## Action item
Copy the lines of the entries exactly, from the opening one to the one holding "Target: rearview mirror", and leave out everything after.

## Input data
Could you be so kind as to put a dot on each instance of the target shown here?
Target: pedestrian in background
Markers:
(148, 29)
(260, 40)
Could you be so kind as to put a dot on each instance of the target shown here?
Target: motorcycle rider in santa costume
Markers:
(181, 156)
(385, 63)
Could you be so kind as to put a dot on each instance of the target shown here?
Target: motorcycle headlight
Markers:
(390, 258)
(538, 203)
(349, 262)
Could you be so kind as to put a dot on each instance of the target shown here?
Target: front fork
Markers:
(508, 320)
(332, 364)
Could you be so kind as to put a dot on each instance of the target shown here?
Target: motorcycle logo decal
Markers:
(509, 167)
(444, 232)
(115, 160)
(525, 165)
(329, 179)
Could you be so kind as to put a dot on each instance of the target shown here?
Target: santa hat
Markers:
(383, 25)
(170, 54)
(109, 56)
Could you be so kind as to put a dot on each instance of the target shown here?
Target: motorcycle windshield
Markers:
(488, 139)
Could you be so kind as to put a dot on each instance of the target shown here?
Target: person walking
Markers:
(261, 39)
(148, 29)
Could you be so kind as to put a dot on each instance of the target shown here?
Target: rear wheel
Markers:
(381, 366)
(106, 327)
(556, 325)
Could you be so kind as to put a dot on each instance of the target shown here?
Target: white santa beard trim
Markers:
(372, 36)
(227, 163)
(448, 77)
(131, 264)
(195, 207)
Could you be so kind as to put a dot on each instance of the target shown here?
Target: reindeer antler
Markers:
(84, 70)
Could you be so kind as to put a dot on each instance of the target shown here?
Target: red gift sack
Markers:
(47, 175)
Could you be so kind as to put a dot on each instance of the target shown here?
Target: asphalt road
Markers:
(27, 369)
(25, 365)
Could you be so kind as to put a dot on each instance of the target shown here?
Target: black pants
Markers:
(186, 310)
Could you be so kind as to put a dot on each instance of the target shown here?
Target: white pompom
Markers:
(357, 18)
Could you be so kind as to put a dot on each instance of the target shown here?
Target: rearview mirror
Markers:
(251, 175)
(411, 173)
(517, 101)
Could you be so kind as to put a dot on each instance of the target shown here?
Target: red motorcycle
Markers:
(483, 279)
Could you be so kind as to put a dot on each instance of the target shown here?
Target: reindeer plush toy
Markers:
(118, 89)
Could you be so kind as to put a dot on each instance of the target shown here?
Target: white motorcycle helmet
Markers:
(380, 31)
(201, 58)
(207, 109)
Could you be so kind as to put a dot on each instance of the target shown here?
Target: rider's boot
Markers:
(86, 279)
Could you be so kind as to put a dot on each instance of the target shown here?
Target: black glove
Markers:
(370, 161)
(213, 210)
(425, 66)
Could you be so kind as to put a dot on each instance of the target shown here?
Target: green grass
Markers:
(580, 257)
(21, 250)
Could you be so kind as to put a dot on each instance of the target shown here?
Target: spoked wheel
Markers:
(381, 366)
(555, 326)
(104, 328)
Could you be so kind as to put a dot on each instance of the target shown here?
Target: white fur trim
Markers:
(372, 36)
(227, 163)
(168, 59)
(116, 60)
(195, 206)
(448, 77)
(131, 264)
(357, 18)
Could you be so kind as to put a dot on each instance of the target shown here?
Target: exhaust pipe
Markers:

## Answer space
Could you be so kind as to put a dot on each instance of the target shown here?
Target: pedestrian in background
Markers:
(148, 29)
(260, 40)
Could you be so kind as to put a dot on each instance of the target shown here?
Target: motorcycle rider in santa costume
Markers:
(181, 156)
(385, 63)
Could you be so kind as to put a dot on each instance of the target shown here?
Target: motorcycle headlight
Markers:
(390, 258)
(538, 203)
(349, 262)
Could you be so kind as to put a dot on each instance of the target shown here?
Target: front fork
Markers:
(508, 320)
(332, 364)
Could you be so kind as to put a dot on each instance of the target shown here?
Target: motorcycle logo decal
Markers:
(509, 167)
(444, 232)
(115, 160)
(525, 165)
(329, 179)
Could you be so kind as to put a dot on each instance of the target shown here?
Target: santa hat
Markers:
(383, 25)
(170, 54)
(109, 56)
Could you be so kind as to put a dot on each instance of the target shown here?
Target: motorcycle windshield
Markers:
(488, 139)
Could you be so kind as to put a dot on each instance of the target shown here?
Target: person walking
Markers:
(261, 39)
(148, 29)
Could you be so kind as to put a dot on each instance of the target shown here?
Target: rear wheel
Markers:
(381, 366)
(106, 327)
(556, 325)
Could you be so kind as to put a dot on each instance of the target shown here?
Target: white santa beard trim
Markers:
(372, 36)
(227, 163)
(448, 77)
(131, 264)
(195, 207)
Could you be so kind as to put a dot on each instance of the target shown here?
Target: reindeer antler
Markers:
(84, 70)
Could you be so kind as to put a dot on each instance of the target shown here?
Target: red gift sack
Markers:
(47, 175)
Could you be so kind as to put a dot on each instance of the target shown here?
Target: asphalt road
Markers:
(27, 369)
(25, 365)
Could you be so kind as to put a dot on each instance of the target shown here?
Target: black pants
Markers:
(186, 310)
Could you be so kind as to put a dot on each instance of the target shown here?
Target: white pompom
Markers:
(357, 18)
Could you be so kind as to put a dot on each instance of the target shown here?
Target: rearview mirror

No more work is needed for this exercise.